TASK A ::
According to the court opinion, what was the final outcome of the case?
TASK B ::
Reproduce the part of the court opinion starting with "There was no error in the court" and going on through "case is affirmed.".

SOURCE EXTRACT ::
[Start of section]
22 Wis. 441 | Wis. | 1868
There was no error in the ruling of the court refusing to quash the complaint for the reason that several distinct offenses were charged therein. In the case of. misdemeanors which are only punishable by fine or imprisonment, the prosecution is permitted to join and try several distinct offenses in the same indictment. Kane v. People, 8 Wend., 203; State v. Beilby, — Wis. —; Byrne v. State, 12 id., 519.
Evidence of the sale of liquor to the witness Gordon could be given under the last count of the complaint, although he was not named therein as one of the persons to whom it was sold. That count charged that the defendant, on etc., at etc., unlawfully and willfully sold “ to divers persons and citizens of this state to the complainant unknown, strong and spirituous and intoxicating liquors,” etc. It was unnecessary to specify the name of the persons to whom the liquor was sold. State v. Beilby, supra.
There was no error in the court refusing to charge the jury that if they should find that the prisoner let Gordon have the liquor for a humane and charitable purpose, as medicine for his wife, with no intent to violate the law, then they should acquit. A person is not permitted to sell liquor without a license even for medicine, under our statute. State v. Downer, 21 Wis., 274. The legislature has not •seen fit to except that case from the statute, and the court connot. We have examined the cases of Donnell v. State, 2 Carter (Ind.), 658, and State v. Williams, 19 Missouri, 391, to which we were referred upon this point by the counsel for the defendant; but they do not change our views as to the proper construction of our statute.
By the Court. — The conviction in this case is affirmed.
[End of section]
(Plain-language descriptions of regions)
[Start of section]
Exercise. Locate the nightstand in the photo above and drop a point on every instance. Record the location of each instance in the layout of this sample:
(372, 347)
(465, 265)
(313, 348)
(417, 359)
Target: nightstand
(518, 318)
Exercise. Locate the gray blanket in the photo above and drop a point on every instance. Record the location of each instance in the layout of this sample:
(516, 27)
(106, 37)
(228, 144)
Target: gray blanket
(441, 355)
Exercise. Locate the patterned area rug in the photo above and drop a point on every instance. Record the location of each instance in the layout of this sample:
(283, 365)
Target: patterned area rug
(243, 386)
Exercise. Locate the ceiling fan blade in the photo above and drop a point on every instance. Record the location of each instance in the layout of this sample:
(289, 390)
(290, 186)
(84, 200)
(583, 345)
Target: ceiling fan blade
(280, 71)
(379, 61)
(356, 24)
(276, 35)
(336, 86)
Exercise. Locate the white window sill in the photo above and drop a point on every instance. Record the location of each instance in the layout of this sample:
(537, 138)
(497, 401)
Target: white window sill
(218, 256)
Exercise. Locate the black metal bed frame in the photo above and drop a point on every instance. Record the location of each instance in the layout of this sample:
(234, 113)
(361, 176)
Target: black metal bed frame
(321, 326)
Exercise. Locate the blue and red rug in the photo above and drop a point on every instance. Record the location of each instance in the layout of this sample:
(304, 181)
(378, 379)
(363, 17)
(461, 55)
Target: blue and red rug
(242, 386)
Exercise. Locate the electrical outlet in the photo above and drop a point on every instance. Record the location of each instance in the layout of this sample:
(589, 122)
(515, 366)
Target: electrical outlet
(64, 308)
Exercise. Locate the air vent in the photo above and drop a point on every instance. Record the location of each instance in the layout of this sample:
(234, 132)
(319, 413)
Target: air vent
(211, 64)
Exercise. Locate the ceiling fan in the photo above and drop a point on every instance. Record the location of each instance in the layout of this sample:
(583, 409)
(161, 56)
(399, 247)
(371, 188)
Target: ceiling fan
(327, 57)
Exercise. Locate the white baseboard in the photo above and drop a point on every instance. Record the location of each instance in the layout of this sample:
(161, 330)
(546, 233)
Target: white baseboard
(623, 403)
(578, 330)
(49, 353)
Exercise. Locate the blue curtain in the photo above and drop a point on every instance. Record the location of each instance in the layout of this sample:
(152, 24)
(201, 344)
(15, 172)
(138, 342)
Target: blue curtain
[End of section]
TASK SOLUTION A ::
The conviction was affirmed.

TASK SOLUTION B ::
There was no error in the court refusing to charge the jury that if they should find that the prisoner let Gordon have the liquor for a humane and charitable purpose, as medicine for his wife, with no intent to violate the law, then they should acquit. A person is not permitted to sell liquor without a license even for medicine, under our statute. State v. Downer, 21 Wis., 274. The legislature has not •seen fit to except that case from the statute, and the court connot. We have examined the cases of Donnell v. State, 2 Carter (Ind.), 658, and State v. Williams, 19 Missouri, 391, to which we were referred upon this point by the counsel for the defendant; but they do not change our views as to the proper construction of our statute.
By the Court. — The conviction in this case is affirmed.